> _DESCRIPTION OF THE TASK_:
Scan the listing for the word "body", and copy out each line where it is found.

** Opening DATA LISTING block **

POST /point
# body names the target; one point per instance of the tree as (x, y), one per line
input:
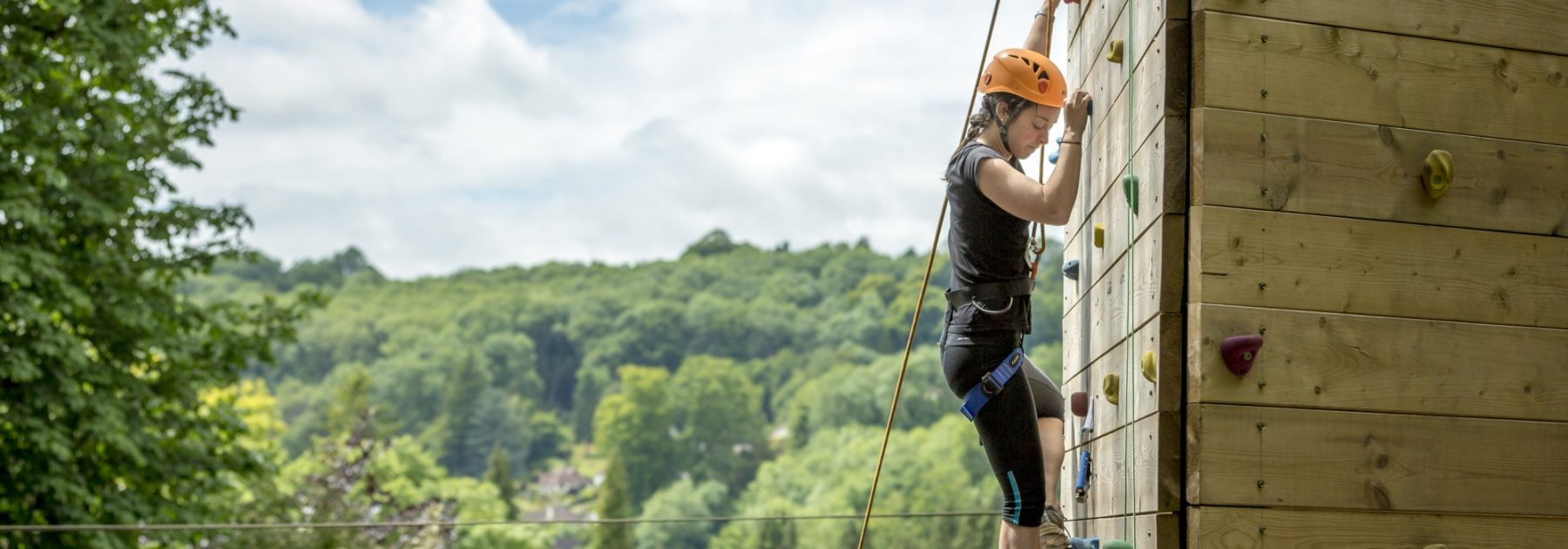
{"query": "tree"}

** Closing DATA LISTING block **
** Opening DATA LISTING block **

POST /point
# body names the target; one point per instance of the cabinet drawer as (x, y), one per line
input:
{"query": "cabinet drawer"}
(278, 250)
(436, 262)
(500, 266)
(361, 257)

** Closing DATA LISTING block **
** Opening DATA LISTING block **

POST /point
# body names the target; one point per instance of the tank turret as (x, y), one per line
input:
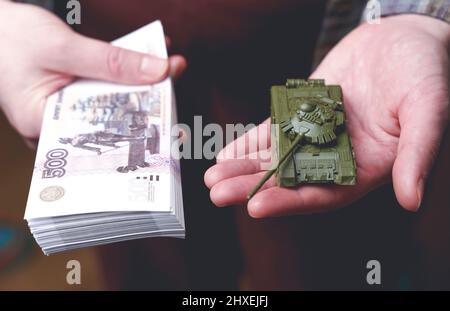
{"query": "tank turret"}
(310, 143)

** Closing DATA LISTING block **

> _WRITTEN SOLUTION_:
# body names the target; one point per instance of the tree as (x, y), one per line
# body names the target; one point per instance of the cabinet drawer as (x, y), one per line
# body names the target; one point per instance of the tank turret as (x, y), one per line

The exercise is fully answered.